Dataset records on object locations:

* * *

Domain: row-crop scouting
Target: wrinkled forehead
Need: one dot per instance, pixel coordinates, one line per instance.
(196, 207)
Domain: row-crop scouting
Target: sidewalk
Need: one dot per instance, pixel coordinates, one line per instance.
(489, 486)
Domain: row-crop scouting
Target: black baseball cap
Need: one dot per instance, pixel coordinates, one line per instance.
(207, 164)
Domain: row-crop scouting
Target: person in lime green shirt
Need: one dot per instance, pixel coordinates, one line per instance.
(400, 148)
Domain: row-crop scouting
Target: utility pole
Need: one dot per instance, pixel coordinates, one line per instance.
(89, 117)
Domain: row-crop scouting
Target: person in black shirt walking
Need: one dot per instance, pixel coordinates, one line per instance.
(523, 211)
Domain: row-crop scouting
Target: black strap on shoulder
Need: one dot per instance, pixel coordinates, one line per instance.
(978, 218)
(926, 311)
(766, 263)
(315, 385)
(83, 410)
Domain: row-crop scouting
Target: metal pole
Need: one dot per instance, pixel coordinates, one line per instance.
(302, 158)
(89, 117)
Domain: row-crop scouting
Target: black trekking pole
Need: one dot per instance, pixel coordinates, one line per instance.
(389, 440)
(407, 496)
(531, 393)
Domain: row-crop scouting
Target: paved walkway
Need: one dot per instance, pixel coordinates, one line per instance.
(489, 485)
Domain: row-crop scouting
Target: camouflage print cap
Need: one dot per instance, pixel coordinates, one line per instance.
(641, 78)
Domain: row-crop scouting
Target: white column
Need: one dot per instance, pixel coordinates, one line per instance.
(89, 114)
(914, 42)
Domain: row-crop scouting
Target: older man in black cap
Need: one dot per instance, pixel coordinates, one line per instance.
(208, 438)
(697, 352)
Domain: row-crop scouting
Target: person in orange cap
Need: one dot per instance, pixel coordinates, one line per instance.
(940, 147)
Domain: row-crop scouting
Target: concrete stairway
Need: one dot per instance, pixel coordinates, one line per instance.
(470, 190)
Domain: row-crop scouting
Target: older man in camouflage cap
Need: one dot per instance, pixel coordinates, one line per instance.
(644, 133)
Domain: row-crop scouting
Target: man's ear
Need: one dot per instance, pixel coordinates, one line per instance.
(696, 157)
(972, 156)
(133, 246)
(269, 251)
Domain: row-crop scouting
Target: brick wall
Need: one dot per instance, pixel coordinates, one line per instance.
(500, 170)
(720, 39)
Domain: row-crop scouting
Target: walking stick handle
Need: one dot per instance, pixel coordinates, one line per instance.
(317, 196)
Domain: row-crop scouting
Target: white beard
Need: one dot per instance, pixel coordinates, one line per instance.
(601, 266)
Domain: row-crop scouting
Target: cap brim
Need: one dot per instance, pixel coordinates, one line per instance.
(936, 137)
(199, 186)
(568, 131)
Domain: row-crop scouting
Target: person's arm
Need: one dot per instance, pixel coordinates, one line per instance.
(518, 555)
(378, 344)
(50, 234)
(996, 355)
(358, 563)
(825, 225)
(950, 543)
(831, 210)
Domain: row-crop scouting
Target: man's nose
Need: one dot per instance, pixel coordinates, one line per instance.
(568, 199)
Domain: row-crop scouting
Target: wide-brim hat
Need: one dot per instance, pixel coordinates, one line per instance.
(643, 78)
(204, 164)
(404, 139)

* * *

=== Exercise ===
Pick out and copy every line above that contains the word "white". Case counts.

=== Task response ===
Target: white column
Target: white beard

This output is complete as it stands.